* CONSIGNE
Rédigez la suite de la critique de l'exposition « Design contre design » en reprenant après sa dernière phrase.

* SOURCE

2007, place au design. Après le Victoria and Albert Museum qui explorait avec "Surreal things : Surrealism & design" l’influence du surréalisme sur les arts décoratifs au sens large du terme, voici "Design contre design" au Grand Palais.
Sous le commissariat de Jean-Louis Gaillemin, historien d’art et enseignant universitaire, cette exposition répond à une problématique originale.
En effet, elle se présente non pas comme une rétrospective chronologique, exhaustive et didactique, mais comme une histoire réflexive sur deux siècles de création qui se déroule comme un jeu de piste, ou un jeu de sept familles pour distinguer l'oeuf de la poule, ludique et cependant érudit, à la portée de tout visiteur.
Avec cartouches circulaires, ambiances musicales et citations murales, la scénographie, confiée judicieusement à Hubert Le Gall, lui-même plasticien-designer créateur d’objets, affiche clairement… la ligne et la couleur.
Elle scande un véritable voyage implicite dans l’histoire des arts décoratifs, de la rigueur des avant-gardes viennoises au cocooning régressif contemporain, mais aussi de l'histoire de l'art dans la mesure où les premiers sont souvent liés aux mouvements artistiques.
Double réussite donc pour cette exposition impliquant également un choix drastique qui laisse deviner des sensibilités de prédilection, qui correspond au demeurant au triumvirat contemporain France-Italie-Hollande, avec une belle part faite au jeune design hollandais.
Et, bien qu'organisée de manière thématique, elle procède à des appariements qui ouvrent une grille de lecture à entrées multiples.
Au début était la ligne, puis vint la forme

La ligne droite rythme la création de la rigueur géométrique des avant gardes viennoises, avec Koloman Moser et Josef Hoffmann, au minimalisme du Bauhaus avec Marcel Breuer.
La ligne se courbe avec la stylisation végétaliste de l'art nouveau dont on retrouve des constantes jusqu'à devenir primordiale pour créer la forme qui exclut tout angle droit au profit de la rondeur.

* LISTING

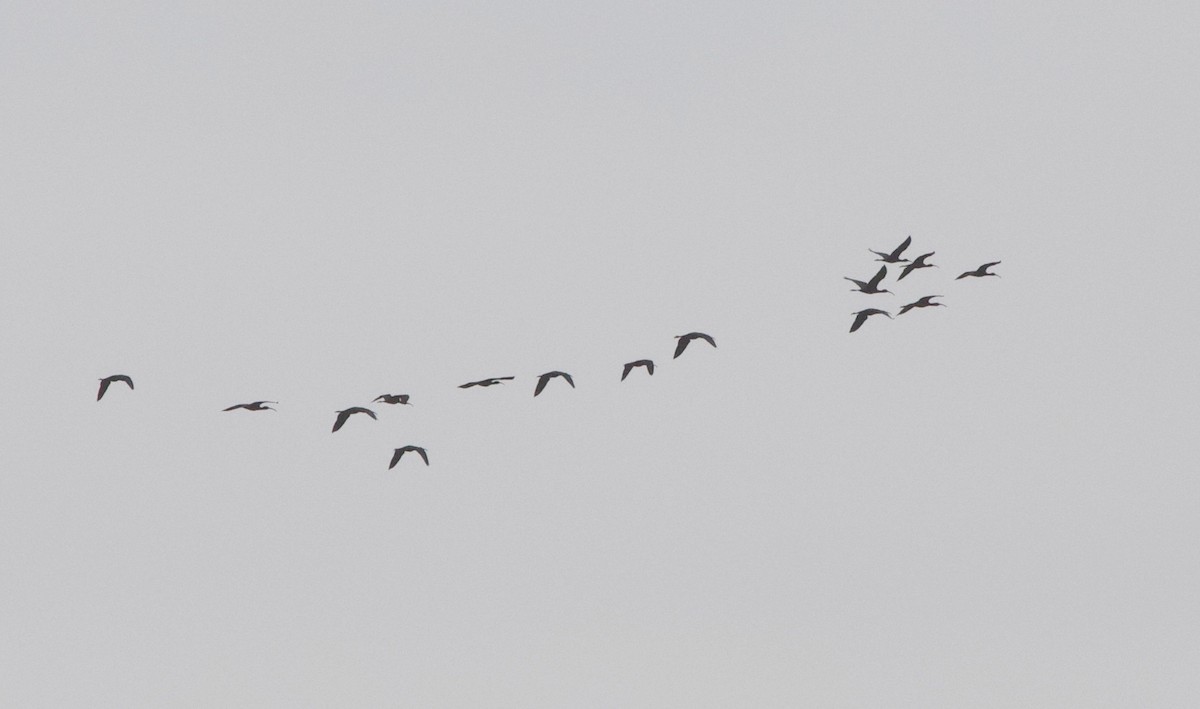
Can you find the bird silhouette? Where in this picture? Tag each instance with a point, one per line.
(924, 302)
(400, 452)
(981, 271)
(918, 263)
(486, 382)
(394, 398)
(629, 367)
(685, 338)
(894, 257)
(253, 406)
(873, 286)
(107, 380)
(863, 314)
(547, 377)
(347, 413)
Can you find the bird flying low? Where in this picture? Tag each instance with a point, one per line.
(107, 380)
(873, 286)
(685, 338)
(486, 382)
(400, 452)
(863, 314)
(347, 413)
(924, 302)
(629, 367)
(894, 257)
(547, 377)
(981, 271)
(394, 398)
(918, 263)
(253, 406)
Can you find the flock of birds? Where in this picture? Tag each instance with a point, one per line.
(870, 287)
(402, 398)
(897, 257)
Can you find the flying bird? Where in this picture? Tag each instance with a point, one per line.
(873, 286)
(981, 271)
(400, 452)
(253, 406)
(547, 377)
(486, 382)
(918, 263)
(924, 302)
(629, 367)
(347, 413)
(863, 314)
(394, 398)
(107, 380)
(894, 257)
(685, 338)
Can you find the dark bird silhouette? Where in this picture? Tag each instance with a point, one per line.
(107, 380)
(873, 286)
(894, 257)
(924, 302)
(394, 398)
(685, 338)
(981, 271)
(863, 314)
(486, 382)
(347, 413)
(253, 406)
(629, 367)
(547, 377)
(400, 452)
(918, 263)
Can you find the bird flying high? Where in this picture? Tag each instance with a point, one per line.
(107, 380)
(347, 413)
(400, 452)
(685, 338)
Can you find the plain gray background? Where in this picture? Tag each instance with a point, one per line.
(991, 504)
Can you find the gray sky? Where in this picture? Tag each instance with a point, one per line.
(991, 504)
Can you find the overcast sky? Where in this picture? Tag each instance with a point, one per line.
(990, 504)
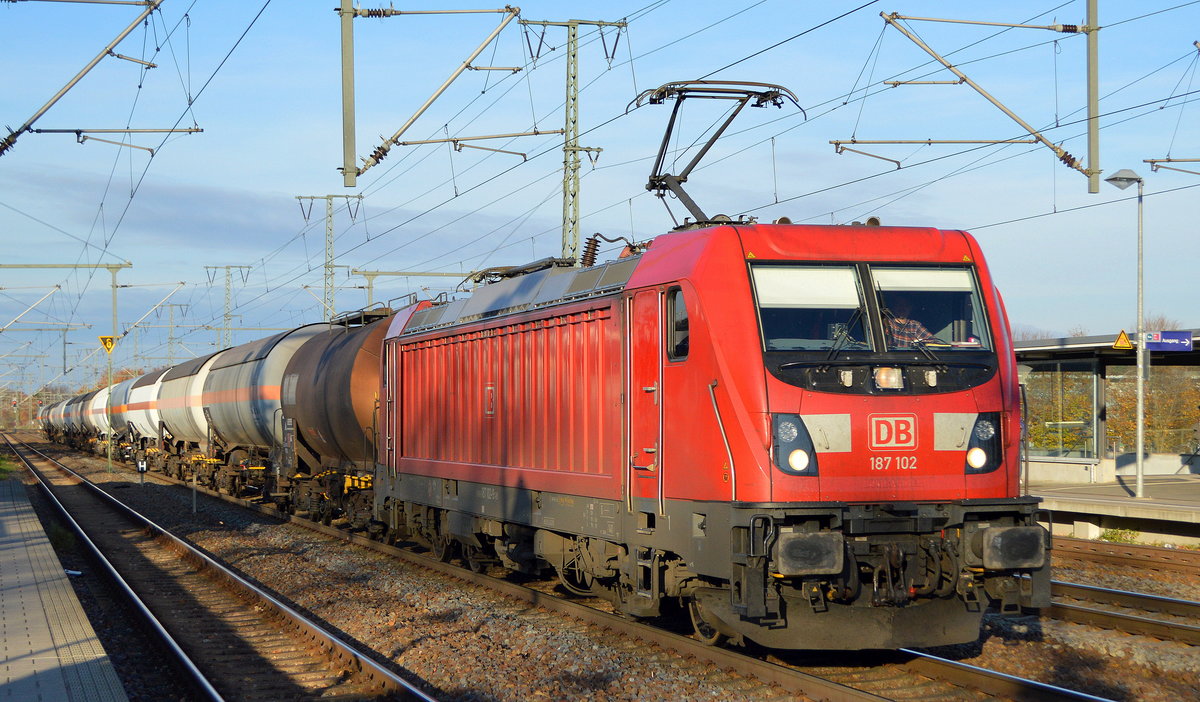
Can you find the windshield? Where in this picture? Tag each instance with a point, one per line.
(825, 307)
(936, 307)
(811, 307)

* RÉPONSE
Avec Paul Henningsen, André Dubreuil, Ron Arad et Lothar Windels explorent les qualités intrinsèques des matériaux : le mou devient dur et le dur se ploie comme un roseau.
Des arts primitifs aux nouveaux barbares
Les arts primitifs inspirent les "nouveaux barbares" qui de Edward William Godwin et Pierre Legrain à Elisabeth Garouste et Mattia Bonetti en passant par Giacometti prônent le retour aux sources par la forme et la matière basiques qui aujourd'hui alimentent la vague "etnik".
Le futurisme ne désarme pas
A l'opposé, les futuristes intègrent le mobilier dans l'environnement urbain qui imprime son esthétique (Gaetano Pesce, Ettore Sottsass, Shiro Kuramata).
Droites et courbes se réconcilient au gré des inspirations puisées dans l'architecture.
Les déclinaisons contemporaines revisitent les styles d'hier pour faire du neuf avec du vieux
Du nouveau réalisme à l’art de la récupération et du détournement
L'influence du nouveau réalisme, qui prône l'exaltation des possibilités expressives de l'objet, perdure depuis les années 60 avec la "Sella" des frères Castiglioni.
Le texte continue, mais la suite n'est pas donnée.